Dataset excerpt:
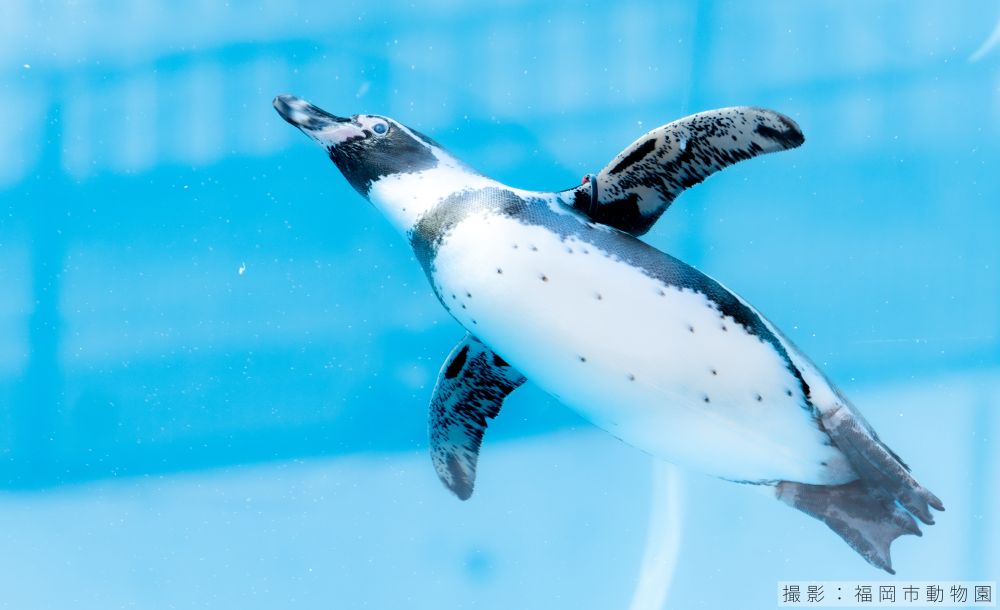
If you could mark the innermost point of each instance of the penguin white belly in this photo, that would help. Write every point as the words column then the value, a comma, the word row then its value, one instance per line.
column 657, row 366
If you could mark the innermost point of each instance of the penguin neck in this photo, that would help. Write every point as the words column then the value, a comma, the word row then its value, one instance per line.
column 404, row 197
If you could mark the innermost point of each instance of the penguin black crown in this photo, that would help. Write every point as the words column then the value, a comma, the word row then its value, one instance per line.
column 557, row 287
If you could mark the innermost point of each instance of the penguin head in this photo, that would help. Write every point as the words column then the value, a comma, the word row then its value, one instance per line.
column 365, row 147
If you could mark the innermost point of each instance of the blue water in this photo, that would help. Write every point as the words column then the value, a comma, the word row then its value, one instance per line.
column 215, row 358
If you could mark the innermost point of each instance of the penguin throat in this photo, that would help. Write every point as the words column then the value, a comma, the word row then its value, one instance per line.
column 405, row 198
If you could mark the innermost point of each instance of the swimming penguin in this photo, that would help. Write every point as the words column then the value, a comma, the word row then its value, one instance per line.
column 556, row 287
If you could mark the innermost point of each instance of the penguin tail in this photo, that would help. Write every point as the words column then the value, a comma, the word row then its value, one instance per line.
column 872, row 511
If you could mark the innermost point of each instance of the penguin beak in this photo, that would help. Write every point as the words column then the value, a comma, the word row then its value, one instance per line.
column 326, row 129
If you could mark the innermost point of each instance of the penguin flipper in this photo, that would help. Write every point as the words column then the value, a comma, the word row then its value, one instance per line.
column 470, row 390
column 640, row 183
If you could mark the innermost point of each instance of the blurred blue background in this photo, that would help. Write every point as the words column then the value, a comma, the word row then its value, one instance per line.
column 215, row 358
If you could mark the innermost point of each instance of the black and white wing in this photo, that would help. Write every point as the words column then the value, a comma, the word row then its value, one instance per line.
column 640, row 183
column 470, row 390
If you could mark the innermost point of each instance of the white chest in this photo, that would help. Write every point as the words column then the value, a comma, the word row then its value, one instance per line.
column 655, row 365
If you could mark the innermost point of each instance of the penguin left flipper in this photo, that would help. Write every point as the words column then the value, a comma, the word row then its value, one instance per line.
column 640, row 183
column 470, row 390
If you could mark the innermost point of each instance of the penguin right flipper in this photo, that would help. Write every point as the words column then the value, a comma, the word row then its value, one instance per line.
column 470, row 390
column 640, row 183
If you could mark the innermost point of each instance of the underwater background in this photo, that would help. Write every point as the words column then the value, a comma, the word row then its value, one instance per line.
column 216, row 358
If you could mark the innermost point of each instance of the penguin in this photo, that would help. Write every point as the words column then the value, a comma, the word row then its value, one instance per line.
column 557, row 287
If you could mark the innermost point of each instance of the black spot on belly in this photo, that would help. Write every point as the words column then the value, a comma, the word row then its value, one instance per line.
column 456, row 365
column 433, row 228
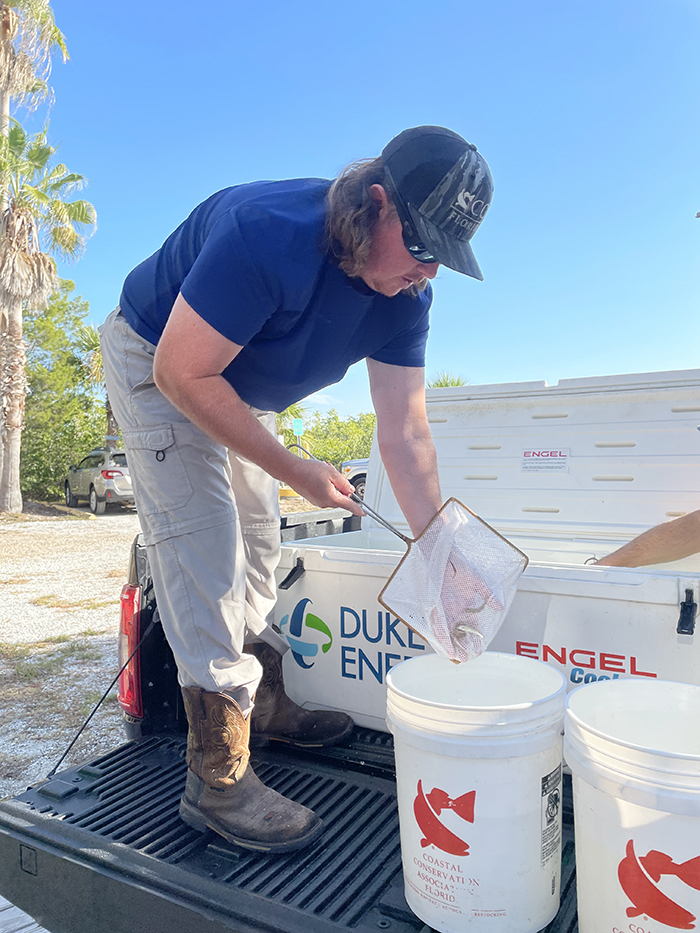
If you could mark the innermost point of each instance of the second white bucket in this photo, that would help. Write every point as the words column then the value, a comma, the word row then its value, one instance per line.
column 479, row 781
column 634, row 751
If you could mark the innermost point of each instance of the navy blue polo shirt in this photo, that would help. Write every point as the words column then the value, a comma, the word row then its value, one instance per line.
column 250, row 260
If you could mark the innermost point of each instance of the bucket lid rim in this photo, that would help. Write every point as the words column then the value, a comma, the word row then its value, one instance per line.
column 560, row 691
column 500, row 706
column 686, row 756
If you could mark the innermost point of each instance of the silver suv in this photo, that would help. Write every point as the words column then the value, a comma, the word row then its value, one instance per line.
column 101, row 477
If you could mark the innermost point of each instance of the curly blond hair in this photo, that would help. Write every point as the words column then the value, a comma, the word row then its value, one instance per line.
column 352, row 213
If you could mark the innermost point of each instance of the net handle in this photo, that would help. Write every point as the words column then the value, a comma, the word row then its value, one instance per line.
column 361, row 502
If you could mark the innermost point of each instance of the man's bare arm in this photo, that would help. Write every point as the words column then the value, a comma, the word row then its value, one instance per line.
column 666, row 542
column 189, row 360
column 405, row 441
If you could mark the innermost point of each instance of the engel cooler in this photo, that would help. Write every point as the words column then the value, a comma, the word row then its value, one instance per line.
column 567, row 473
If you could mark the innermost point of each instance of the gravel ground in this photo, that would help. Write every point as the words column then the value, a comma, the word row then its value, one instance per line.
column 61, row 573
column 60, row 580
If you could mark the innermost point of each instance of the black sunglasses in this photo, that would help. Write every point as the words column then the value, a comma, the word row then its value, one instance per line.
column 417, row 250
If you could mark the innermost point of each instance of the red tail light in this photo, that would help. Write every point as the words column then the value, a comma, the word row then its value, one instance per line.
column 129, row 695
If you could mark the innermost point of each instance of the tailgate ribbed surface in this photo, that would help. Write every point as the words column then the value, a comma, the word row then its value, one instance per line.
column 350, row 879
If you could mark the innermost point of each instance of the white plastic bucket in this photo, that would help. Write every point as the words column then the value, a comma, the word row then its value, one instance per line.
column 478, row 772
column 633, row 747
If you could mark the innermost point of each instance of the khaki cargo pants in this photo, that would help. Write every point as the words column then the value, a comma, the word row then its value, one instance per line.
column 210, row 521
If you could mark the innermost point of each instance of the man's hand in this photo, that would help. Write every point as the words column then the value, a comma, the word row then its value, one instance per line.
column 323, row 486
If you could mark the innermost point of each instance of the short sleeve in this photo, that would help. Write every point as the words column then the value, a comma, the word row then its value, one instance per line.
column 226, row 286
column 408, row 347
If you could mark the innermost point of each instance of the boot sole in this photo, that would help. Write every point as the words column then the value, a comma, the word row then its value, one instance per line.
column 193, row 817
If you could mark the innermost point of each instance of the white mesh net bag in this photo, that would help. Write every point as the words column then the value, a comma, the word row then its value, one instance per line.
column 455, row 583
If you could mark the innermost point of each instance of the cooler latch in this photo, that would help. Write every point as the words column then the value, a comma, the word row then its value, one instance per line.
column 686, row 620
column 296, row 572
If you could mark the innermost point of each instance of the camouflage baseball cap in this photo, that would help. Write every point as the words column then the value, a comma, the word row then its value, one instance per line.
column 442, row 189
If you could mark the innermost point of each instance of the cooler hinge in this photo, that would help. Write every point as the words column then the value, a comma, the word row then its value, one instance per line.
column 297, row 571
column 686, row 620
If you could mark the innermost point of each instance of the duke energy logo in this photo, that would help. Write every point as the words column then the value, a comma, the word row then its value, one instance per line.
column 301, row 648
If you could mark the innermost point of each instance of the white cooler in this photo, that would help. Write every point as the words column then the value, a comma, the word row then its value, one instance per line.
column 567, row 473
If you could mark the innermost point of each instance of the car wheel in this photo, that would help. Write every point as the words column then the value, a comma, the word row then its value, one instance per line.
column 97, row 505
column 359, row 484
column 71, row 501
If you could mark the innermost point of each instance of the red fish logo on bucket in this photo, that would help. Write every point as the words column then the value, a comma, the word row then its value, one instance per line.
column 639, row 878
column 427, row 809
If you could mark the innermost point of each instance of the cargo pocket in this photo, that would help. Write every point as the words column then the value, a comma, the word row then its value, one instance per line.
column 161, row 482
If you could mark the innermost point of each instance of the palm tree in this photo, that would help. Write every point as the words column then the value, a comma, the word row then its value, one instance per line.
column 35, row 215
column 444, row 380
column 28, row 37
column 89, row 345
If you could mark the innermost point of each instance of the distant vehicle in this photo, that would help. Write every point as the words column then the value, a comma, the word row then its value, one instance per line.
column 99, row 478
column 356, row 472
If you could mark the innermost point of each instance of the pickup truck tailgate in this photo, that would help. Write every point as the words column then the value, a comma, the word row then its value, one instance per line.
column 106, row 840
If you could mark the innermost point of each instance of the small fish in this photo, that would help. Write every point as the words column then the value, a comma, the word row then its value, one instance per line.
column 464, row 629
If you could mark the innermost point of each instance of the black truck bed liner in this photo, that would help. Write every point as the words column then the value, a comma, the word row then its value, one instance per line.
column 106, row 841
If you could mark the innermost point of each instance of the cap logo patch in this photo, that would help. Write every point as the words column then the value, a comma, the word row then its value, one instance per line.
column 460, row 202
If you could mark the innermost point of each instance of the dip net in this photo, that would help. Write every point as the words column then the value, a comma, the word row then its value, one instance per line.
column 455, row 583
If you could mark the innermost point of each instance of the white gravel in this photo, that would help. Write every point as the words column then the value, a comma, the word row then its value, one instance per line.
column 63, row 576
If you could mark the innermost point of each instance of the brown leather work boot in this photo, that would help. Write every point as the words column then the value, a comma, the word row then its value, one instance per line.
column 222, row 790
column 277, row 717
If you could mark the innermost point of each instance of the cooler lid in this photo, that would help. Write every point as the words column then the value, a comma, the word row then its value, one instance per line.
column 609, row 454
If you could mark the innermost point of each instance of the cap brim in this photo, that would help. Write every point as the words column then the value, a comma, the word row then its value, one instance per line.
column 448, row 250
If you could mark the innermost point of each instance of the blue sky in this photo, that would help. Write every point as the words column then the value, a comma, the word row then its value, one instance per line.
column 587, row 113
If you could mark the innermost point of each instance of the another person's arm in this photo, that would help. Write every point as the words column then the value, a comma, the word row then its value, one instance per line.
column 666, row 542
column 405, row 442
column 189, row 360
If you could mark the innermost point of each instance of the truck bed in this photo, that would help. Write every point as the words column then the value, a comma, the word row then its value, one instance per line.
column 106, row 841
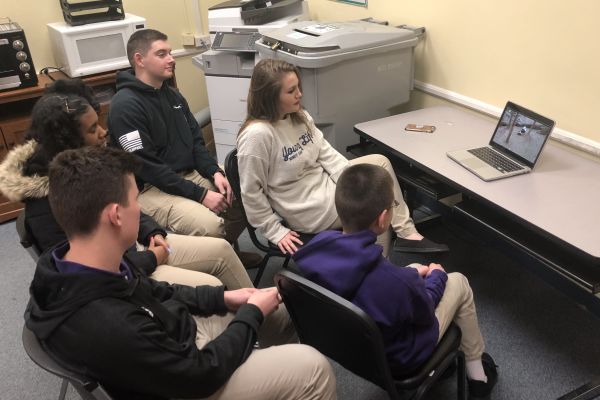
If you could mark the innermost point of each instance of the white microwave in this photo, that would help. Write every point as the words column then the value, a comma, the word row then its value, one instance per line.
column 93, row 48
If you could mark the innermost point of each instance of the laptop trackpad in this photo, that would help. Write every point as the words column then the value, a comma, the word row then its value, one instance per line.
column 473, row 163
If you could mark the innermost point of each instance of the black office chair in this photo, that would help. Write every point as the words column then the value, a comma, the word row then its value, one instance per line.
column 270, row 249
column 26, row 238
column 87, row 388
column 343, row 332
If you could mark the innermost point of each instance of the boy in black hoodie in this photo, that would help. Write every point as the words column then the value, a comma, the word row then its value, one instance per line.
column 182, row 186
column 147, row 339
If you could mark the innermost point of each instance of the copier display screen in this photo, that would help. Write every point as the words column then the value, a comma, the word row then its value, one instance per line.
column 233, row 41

» WHAT YOU HAVE TO DO
Format the lines from the one with "the red fish" up to and including the one with "column 89, row 345" as a Markdown table with the columns No. and Text, one row per line and blank lines omitted.

» THE SOLUTION
| No. | Text |
|---|---|
| 1 | If you could mark the innermost point of each instance of the red fish logo on bucket in this photo, that would help. Write every point as the words column then the value, a comma, the word row then its value, one instance per line. |
| 2 | column 639, row 878 |
| 3 | column 427, row 809 |
| 4 | If you could mark the innermost point of each instance of the cargo pocket in this photo, that would help. Write every point as the words column then the value, a comma, the word row then its value, one instance per line. |
| 5 | column 161, row 482 |
| 6 | If you could mark the innermost point of each instance of the palm tree in this photo, that would help. Write every point as the words column then the value, a comma, the word row then its value, one instance per line. |
| 7 | column 35, row 215 |
| 8 | column 444, row 380 |
| 9 | column 28, row 37 |
| 10 | column 89, row 345 |